/---

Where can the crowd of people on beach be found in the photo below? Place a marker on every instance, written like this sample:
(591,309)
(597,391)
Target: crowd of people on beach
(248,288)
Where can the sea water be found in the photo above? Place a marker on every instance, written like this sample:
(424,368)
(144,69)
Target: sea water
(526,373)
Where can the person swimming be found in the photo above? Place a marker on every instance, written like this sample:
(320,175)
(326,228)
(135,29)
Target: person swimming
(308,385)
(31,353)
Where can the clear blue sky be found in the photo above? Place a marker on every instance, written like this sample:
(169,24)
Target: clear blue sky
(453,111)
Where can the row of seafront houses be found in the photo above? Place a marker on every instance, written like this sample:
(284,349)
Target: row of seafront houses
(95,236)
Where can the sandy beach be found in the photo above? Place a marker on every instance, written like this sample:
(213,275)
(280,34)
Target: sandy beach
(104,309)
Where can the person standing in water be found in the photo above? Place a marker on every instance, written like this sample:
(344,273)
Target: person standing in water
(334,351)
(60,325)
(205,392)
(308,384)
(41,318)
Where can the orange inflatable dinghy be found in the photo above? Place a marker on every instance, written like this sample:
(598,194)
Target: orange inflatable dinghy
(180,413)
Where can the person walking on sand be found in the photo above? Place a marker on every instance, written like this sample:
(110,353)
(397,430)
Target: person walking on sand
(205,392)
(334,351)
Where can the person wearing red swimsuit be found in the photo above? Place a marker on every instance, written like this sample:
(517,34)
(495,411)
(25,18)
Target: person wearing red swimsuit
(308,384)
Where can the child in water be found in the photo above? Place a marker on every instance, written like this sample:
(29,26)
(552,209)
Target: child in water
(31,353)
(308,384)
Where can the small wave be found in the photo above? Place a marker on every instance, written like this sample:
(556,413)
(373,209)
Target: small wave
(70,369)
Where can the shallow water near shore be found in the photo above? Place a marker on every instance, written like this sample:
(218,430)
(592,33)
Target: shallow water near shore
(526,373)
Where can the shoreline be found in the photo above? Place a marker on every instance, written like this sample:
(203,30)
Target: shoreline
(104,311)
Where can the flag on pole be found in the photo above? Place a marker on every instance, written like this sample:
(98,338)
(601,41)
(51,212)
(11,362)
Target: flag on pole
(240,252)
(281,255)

\---

### Exercise details
Copy out every one of the rows above word for word, with nothing changed.

### Answer for the task
Where can the crowd of people on beach be found in the photo below? Place a marker on every instance, written like this sample:
(591,309)
(597,391)
Target: crowd of people on beach
(248,288)
Where can the sea water be found in the photo above? Place a marker on every instance, written like this sample:
(424,368)
(144,69)
Target: sea water
(526,373)
Where can the person swimming be found in the photo above? Place a marker on every instance, written like this sample:
(320,175)
(326,228)
(135,29)
Target: person swimming
(308,385)
(31,353)
Where can the clear blue sky be found in the photo above? Place a marker on every instance, written like this sample:
(169,24)
Target: clear blue sky
(453,111)
Where can the row of seafront houses be found in the photo above? Place a marker on every instance, written like this sample:
(284,349)
Target: row of seafront houses
(95,236)
Where can the sandy beach be found in the photo above? Place a marker on every instance, written like this sample:
(213,275)
(280,34)
Target: sandy beach
(104,309)
Where can the person standing in water be found in the photo above? Place a marker on every instance, written like this sample:
(344,273)
Target: person standing in water
(334,351)
(60,325)
(205,392)
(308,384)
(41,318)
Where can the orange inflatable dinghy be found in the photo above? Place a marker on every instance, written like this sample:
(598,194)
Target: orange inflatable dinghy
(180,413)
Where can the person walking on sand be found in the photo above? Place a marker on every instance, written like this sample:
(110,353)
(397,430)
Target: person walking on sand
(205,392)
(334,351)
Where can the person wearing red swimsuit be found in the photo above? Place a marker on every instance, written like this sample:
(517,34)
(495,411)
(25,18)
Target: person wearing red swimsuit
(308,384)
Where can the child in water be found in the photo above? Place a marker on every instance, written like this sample:
(29,26)
(552,209)
Target: child in water
(31,353)
(308,384)
Where can the small wave be found in the photo above? Place a marker on every instance, written like this sample:
(556,413)
(373,209)
Target: small wave
(70,369)
Where can the shallow water near shore be found in the photo above? Place a marker on every instance, written like this sample:
(218,430)
(592,33)
Target: shallow water near shore
(526,373)
Where can the shoreline be found in the photo above? Place a marker on every instance, written like this sample:
(203,30)
Target: shoreline
(104,311)
Where can the flag on pole be found in the photo above? Place a marker on every instance, written like this sample:
(98,338)
(601,41)
(51,212)
(11,362)
Target: flag on pole
(240,252)
(281,255)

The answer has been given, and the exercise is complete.